→ **Challenge**:
Could you rewrite the material with "bee head" swapped for "insect head" everywhere and everything else left unchanged, omitting the pictures?

→ **Given data**:
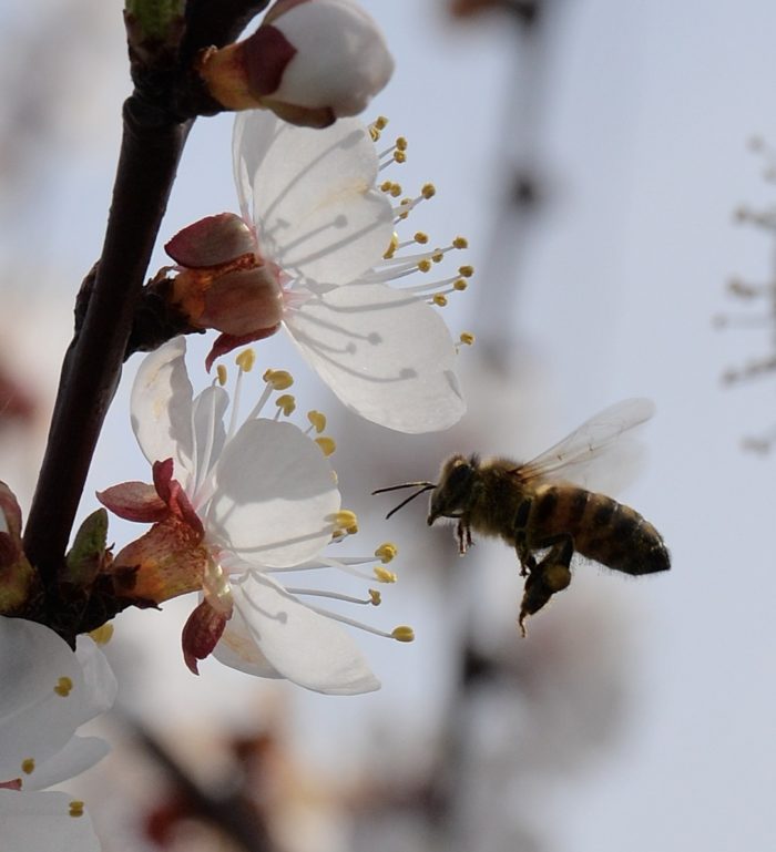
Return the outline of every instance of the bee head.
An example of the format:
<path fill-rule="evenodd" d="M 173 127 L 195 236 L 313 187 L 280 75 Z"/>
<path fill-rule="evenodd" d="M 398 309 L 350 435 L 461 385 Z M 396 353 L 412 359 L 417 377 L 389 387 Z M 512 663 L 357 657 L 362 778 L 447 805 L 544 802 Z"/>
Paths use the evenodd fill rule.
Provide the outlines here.
<path fill-rule="evenodd" d="M 476 455 L 451 455 L 439 473 L 439 484 L 431 493 L 428 525 L 439 517 L 460 517 L 471 505 L 472 485 L 479 468 Z"/>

→ **Solution for this problem**:
Return the outline of every instance of the insect head.
An example of the format:
<path fill-rule="evenodd" d="M 173 127 L 195 236 L 313 187 L 280 75 Z"/>
<path fill-rule="evenodd" d="M 398 309 L 350 435 L 461 385 Z M 396 353 L 412 359 L 417 377 L 389 387 Z M 512 663 L 357 657 L 362 778 L 447 805 L 544 802 Z"/>
Paths use the evenodd fill rule.
Provide the outlines here.
<path fill-rule="evenodd" d="M 476 455 L 451 455 L 439 473 L 439 484 L 431 493 L 428 525 L 439 517 L 460 517 L 471 505 L 472 485 L 479 468 Z"/>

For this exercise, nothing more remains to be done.